§ THE TASKS:
1 - According to the weekend reading introduction, what has Fidelity decided to offer to match competing custodians?
2 - Copy out the weekend reading introduction word for word, everything from "Enjoy the current" down to "RIA custody model.".

§ GIVEN TEXT:

===============

Enjoy the current installment of "weekend reading for financial planners" – this week's edition kicks off with the news that Fidelity has not only decided after all to match competing custodians with zero-commission trades on US stocks and ETFs, but is further accentuating how it provides better default money market options and eschews payments for order flow in an even further amplification of the competitive pressures of the RIA custody model.
From there, we have several more articles beginning to explore the implications of the industry's rapid shift to zero-ticket-charge RIA custodians, including how the collapse of trading commission revenue could force RIA custodians to assess new custody fees (or else have to cut services given the lost revenue?), the way zero-commission trading may further accentuate the differences between broker-dealer platforms and RIA custodians (and further accelerate the breakaway broker trend), and the compliance issues that suddenly have emerged for RIAs that previously negotiated asset-based pricing on trades and especially those that bundled their asset-based trade pricing into a holistic wrap fee that may no longer be priced appropriately in a zero-trading-fee world.

===============

§ GIVEN INFORMATION:
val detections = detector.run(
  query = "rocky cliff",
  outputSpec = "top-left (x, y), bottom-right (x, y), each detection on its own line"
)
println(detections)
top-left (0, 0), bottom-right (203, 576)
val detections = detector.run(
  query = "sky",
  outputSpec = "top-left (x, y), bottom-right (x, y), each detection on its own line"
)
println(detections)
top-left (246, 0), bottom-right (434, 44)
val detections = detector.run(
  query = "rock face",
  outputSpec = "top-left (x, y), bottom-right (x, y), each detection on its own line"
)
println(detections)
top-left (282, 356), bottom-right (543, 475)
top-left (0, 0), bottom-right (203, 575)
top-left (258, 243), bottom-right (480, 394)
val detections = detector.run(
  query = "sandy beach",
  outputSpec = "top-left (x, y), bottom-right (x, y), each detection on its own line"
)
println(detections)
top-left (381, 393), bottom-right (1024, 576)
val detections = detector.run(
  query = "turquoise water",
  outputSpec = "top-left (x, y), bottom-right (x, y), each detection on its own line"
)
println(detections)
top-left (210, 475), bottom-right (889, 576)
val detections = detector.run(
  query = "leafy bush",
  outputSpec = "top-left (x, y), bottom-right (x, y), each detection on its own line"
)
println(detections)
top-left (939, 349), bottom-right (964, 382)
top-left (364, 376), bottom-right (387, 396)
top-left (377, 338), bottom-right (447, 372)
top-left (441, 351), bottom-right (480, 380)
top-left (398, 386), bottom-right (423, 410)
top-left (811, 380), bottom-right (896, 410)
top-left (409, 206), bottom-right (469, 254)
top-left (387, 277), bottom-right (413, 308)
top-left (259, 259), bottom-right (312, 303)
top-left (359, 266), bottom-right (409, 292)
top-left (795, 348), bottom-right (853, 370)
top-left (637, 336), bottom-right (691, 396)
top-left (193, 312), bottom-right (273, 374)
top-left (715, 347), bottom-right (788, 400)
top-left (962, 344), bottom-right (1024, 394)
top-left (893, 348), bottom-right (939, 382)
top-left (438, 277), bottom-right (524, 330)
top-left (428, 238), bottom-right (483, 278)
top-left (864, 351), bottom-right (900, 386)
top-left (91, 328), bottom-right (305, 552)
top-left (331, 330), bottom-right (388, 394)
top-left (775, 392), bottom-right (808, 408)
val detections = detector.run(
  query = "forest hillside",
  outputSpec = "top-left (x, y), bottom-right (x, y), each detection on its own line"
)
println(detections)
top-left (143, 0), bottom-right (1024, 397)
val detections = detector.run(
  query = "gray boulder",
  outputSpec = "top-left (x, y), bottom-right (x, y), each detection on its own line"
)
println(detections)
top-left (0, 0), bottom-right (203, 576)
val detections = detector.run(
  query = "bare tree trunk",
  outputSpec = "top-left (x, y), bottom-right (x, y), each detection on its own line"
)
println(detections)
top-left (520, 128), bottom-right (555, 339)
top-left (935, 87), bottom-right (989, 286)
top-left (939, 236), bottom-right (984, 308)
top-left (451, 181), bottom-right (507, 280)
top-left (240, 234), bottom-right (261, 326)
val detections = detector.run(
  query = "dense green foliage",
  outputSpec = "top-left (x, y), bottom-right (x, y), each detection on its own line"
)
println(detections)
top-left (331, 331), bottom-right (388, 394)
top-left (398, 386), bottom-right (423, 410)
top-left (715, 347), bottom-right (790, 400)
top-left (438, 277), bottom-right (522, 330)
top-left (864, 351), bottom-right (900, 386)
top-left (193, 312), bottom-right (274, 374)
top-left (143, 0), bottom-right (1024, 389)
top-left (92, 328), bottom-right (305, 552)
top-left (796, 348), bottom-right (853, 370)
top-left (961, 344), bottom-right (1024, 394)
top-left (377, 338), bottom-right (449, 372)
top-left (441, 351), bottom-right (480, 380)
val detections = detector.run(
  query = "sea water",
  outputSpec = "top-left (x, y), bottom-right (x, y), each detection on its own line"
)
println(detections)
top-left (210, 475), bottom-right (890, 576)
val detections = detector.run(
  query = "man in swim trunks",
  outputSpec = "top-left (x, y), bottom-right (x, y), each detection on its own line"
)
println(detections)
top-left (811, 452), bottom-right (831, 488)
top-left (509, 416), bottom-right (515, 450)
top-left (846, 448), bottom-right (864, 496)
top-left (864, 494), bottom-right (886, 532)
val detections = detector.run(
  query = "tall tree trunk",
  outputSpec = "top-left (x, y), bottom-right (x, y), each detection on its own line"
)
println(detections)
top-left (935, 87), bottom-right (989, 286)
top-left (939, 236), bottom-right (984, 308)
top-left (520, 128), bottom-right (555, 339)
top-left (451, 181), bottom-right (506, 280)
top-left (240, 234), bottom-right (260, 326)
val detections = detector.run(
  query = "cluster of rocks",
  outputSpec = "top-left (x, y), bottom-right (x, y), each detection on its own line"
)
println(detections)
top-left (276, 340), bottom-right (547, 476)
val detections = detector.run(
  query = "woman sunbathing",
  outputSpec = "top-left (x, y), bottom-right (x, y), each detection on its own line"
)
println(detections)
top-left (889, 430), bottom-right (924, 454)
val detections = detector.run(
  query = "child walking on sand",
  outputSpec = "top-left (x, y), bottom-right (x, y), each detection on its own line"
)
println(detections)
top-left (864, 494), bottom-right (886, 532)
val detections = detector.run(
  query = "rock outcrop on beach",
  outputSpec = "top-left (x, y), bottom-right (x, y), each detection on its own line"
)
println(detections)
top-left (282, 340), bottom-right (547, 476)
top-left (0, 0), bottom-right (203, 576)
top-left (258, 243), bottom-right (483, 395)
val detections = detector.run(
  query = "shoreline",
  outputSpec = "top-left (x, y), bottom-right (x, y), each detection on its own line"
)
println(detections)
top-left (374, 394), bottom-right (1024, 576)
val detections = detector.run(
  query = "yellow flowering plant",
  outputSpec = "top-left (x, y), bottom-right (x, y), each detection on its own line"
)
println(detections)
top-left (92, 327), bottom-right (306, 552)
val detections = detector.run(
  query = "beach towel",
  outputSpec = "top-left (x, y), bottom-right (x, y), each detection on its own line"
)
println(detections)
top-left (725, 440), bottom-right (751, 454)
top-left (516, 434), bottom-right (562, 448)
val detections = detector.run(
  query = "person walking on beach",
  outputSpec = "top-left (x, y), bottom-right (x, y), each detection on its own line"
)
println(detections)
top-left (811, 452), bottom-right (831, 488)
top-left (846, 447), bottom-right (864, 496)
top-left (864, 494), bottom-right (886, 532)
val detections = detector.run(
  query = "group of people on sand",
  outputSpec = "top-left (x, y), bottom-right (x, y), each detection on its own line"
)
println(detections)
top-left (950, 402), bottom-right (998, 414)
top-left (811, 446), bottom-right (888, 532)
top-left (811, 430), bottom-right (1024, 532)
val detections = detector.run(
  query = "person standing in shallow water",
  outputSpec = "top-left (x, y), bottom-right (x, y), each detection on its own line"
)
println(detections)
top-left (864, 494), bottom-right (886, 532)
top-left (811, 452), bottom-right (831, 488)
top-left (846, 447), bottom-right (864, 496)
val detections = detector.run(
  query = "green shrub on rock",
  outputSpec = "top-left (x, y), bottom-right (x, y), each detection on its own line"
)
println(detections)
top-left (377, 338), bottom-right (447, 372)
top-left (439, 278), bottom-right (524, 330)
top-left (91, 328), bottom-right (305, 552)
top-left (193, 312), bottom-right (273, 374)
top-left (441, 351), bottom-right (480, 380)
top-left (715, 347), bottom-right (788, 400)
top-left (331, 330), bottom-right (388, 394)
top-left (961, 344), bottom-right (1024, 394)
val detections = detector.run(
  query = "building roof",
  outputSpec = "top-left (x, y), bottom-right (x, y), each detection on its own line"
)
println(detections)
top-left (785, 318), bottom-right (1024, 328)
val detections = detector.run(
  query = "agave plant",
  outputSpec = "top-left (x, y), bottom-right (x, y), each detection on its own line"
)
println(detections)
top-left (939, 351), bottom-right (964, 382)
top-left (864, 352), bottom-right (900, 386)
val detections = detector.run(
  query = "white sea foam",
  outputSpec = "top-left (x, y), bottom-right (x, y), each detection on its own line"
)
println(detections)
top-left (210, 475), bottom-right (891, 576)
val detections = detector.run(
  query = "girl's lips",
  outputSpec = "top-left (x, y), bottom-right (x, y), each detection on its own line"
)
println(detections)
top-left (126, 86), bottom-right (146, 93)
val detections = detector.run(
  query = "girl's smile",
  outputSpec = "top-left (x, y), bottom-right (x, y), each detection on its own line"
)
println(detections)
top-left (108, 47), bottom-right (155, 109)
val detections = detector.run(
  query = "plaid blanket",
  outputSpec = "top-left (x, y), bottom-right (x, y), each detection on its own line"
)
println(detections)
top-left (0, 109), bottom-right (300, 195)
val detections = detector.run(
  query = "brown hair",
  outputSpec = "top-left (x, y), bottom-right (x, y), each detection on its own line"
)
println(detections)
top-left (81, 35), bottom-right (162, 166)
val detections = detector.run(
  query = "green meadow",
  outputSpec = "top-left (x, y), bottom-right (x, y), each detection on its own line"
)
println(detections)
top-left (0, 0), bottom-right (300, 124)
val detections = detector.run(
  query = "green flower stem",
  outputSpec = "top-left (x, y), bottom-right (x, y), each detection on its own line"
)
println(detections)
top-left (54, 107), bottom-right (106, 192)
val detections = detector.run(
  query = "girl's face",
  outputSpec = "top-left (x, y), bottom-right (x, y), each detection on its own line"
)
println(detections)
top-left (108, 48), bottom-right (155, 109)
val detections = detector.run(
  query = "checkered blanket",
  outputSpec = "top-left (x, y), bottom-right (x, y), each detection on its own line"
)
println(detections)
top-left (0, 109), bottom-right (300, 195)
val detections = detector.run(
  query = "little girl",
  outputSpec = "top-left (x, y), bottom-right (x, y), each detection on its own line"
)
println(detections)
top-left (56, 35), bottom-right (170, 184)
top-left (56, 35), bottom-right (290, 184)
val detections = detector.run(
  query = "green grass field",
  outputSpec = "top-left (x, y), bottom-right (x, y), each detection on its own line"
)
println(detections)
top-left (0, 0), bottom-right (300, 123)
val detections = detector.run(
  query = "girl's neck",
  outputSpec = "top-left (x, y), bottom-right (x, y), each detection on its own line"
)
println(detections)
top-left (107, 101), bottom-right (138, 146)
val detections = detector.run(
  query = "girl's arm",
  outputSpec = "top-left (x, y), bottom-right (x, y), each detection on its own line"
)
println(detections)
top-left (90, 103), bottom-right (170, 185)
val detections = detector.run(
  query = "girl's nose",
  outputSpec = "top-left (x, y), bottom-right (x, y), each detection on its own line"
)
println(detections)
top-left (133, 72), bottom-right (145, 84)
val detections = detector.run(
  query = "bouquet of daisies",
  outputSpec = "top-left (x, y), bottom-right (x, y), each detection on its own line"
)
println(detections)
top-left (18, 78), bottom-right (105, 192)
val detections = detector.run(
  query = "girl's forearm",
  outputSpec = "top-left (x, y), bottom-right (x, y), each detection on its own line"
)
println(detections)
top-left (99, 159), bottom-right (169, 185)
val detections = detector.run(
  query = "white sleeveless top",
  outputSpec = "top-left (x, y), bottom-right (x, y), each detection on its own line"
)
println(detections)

===============

§ PER-TASK OUTPUTS:
1 - Zero-commission trades on US stocks and ETFs.

2 -
Enjoy the current installment of "weekend reading for financial planners" – this week's edition kicks off with the news that Fidelity has not only decided after all to match competing custodians with zero-commission trades on US stocks and ETFs, but is further accentuating how it provides better default money market options and eschews payments for order flow in an even further amplification of the competitive pressures of the RIA custody model.